#### Work required
Gather every line of the entries that includes the word "dress".

#### Given data

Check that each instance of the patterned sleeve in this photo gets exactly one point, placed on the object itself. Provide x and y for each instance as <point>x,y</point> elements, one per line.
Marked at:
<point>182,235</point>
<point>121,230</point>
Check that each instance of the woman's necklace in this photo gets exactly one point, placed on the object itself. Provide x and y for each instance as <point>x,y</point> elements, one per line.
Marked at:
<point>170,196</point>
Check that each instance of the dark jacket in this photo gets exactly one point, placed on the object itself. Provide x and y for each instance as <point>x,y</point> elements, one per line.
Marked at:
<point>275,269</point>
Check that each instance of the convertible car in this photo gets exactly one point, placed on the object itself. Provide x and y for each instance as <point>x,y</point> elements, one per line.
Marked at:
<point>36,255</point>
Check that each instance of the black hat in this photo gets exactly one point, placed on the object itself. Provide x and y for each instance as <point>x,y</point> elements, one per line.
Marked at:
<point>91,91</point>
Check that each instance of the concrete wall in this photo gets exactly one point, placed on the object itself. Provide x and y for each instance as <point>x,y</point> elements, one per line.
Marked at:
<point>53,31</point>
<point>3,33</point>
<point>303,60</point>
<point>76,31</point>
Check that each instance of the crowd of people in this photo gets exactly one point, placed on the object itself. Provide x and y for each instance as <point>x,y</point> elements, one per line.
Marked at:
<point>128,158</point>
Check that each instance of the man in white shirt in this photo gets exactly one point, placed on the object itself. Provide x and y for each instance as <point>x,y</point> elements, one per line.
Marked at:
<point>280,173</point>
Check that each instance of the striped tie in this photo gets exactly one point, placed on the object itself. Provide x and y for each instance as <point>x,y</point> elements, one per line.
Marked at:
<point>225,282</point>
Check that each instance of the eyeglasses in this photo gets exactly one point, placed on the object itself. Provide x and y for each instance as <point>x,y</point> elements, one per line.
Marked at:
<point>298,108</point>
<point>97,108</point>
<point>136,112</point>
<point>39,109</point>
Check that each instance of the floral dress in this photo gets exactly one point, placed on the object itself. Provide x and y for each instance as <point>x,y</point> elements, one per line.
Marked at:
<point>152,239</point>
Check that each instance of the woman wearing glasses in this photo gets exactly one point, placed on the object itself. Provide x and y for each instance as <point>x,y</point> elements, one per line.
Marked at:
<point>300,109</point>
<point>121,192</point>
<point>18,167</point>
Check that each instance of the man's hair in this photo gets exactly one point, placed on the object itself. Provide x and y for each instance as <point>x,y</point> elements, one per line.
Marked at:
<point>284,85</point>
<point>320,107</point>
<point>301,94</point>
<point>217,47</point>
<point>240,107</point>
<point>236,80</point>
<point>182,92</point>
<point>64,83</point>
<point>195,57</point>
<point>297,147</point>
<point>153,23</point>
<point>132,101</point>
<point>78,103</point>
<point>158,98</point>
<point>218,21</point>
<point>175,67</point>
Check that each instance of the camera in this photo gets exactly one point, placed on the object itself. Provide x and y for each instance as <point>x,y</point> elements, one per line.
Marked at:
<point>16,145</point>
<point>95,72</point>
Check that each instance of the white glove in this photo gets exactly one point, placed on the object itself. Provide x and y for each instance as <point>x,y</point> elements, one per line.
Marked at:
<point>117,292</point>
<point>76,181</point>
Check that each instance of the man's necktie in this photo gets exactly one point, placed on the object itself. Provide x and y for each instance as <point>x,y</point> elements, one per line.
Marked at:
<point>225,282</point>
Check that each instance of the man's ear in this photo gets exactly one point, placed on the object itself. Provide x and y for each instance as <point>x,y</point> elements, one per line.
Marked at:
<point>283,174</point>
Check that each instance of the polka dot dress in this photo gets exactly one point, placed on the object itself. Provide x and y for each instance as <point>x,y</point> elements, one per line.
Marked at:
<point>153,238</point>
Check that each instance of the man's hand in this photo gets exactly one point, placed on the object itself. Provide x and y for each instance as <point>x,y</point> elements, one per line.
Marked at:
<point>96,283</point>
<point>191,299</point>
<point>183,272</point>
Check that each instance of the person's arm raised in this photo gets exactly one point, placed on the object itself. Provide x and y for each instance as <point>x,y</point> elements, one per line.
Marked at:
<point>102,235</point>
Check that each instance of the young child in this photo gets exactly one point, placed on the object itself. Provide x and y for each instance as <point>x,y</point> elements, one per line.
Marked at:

#### Answer to this exercise
Check that each instance of the floral dress in this photo gets exactly one point, placed on the object itself. Provide x and y for each instance as <point>x,y</point> elements, one per line.
Check that each instance of the polka dot dress in this photo gets exactly one point, placed on the object itself. Provide x and y for each instance as <point>x,y</point> elements, one per line.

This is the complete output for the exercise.